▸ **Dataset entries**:
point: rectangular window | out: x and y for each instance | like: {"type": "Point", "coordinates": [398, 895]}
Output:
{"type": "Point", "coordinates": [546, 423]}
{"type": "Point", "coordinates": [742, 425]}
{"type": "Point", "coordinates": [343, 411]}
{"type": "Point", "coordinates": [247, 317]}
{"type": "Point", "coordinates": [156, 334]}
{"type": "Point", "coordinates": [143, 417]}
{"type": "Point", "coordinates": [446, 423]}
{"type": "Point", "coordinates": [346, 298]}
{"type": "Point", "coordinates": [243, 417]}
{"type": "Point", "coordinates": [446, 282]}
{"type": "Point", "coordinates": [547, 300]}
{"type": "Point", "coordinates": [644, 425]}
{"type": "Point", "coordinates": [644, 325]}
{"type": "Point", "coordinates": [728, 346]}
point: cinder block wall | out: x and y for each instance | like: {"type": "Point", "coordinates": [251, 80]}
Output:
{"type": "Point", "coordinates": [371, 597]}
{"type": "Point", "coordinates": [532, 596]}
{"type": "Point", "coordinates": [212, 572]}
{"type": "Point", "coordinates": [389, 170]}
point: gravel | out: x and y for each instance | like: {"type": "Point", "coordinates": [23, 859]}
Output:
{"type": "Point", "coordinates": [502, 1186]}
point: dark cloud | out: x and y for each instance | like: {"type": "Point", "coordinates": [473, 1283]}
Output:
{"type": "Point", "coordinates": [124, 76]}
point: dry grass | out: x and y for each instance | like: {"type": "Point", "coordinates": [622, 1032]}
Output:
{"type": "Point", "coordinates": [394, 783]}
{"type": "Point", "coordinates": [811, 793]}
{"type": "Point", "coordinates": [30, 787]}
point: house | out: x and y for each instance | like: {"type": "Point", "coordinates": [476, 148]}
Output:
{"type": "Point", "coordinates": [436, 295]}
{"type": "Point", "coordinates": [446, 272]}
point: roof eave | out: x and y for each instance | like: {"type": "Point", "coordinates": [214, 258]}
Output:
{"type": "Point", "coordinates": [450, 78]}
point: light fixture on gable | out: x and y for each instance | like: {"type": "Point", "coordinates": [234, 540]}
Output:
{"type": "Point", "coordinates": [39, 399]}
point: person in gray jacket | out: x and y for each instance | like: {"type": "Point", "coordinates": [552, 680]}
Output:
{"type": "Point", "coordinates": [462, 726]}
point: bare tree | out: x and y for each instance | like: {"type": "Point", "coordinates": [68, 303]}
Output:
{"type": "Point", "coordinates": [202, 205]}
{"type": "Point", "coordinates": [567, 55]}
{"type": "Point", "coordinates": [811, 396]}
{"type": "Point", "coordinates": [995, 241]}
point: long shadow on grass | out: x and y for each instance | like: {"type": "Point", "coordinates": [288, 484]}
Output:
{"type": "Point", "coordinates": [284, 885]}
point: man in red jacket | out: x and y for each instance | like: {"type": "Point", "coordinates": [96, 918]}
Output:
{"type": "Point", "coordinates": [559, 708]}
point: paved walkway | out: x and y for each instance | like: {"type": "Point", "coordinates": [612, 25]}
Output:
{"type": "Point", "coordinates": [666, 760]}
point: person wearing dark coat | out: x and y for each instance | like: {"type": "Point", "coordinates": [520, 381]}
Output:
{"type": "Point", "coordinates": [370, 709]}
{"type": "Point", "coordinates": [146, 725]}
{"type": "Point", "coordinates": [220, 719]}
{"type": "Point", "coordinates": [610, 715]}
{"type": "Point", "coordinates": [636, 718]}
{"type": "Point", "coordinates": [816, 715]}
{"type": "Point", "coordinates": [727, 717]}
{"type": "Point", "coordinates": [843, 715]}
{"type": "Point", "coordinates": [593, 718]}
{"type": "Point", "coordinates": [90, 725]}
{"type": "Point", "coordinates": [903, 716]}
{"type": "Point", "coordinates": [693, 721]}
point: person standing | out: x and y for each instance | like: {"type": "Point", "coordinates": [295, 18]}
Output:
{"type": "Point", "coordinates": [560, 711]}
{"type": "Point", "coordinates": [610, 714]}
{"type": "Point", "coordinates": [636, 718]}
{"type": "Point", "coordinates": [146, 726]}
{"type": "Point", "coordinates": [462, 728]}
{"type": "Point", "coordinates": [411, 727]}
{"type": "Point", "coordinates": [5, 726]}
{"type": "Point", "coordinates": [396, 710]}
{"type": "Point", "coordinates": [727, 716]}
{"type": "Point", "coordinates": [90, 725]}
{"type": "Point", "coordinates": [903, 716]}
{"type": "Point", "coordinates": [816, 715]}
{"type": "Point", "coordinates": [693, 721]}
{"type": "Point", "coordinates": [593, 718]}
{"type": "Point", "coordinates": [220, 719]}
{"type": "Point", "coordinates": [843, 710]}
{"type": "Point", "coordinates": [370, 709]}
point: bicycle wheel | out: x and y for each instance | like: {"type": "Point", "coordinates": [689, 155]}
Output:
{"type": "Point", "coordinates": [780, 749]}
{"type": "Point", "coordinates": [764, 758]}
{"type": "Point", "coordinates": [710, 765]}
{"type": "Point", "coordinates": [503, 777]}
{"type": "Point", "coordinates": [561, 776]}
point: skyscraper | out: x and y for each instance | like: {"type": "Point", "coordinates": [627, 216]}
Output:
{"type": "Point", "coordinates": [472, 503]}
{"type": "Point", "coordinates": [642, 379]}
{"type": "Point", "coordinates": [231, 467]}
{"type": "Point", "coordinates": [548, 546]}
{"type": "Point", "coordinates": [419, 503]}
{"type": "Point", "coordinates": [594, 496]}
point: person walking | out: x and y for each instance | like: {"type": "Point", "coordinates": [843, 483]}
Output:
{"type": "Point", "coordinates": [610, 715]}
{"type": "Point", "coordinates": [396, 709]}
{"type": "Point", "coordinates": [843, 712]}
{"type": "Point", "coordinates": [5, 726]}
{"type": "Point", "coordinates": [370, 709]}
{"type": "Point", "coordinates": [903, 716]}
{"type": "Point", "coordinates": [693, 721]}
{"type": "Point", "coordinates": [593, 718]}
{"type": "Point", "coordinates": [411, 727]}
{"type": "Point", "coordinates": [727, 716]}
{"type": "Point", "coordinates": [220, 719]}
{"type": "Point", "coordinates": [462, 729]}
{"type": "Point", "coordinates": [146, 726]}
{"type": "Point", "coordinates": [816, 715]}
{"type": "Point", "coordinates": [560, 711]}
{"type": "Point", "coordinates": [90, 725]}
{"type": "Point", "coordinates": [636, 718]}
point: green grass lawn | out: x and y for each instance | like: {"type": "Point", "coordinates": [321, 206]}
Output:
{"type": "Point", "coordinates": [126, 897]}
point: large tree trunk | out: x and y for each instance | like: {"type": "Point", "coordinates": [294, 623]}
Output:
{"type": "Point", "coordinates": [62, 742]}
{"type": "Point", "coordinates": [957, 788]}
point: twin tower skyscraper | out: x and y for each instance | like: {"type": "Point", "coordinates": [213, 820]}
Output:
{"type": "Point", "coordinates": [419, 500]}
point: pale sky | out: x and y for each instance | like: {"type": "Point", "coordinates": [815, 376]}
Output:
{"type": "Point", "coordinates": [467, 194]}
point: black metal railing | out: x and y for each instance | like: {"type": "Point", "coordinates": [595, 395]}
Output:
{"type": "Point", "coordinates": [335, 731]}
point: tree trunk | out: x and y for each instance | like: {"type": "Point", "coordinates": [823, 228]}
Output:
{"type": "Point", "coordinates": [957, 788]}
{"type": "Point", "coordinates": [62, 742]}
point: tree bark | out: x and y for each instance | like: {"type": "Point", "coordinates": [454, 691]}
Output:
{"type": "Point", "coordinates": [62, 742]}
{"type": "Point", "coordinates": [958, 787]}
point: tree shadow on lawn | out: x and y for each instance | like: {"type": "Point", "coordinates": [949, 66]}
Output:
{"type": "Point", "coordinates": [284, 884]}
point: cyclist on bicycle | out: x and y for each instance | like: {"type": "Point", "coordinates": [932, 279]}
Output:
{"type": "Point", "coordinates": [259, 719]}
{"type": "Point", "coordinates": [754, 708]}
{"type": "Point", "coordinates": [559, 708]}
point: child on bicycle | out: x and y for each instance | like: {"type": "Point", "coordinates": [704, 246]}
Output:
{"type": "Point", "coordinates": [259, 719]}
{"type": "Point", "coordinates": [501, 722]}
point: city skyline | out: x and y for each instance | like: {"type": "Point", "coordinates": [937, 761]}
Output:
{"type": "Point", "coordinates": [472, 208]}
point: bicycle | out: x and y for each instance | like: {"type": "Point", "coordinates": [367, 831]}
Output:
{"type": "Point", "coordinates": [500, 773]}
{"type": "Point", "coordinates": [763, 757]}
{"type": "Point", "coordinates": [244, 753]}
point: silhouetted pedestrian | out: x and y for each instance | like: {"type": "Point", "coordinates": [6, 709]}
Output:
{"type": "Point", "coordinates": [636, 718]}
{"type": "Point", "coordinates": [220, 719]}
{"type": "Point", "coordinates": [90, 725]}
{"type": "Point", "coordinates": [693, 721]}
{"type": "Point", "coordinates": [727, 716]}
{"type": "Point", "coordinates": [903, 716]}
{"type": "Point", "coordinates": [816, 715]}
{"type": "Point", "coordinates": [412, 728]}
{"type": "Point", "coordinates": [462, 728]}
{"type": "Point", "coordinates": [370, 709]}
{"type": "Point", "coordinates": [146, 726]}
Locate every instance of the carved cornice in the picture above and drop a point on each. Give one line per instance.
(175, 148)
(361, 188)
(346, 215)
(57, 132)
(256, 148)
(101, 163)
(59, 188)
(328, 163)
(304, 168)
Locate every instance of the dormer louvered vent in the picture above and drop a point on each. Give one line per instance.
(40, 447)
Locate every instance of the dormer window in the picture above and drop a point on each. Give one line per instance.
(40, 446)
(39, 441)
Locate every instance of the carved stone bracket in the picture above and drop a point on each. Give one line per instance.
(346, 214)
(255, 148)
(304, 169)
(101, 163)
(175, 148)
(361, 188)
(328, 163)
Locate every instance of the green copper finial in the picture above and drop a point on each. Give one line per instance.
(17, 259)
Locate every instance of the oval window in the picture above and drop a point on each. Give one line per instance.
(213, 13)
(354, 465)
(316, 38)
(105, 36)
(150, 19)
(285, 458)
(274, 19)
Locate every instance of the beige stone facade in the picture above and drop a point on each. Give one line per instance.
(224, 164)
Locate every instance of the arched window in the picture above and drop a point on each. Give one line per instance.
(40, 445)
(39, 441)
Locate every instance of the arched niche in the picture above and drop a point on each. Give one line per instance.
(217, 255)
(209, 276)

▸ **What to work on**: Format the lines above as a Markdown table with columns Row and Line, starting with the line that contains "Locate every instance of the arched window" and going on through the last line. Number each row and leave out blank lines.

▸ **Task answer**:
| Row | Line |
|---|---|
| 1 | Locate every instance of the arched window in the picture above and drop a point on each. Give one line per instance. |
| 2 | (40, 445) |
| 3 | (39, 441) |
| 4 | Locate every instance of the arched niche in the picture above and drop a point on each. Give one line per instance. |
| 5 | (217, 255) |
| 6 | (209, 276) |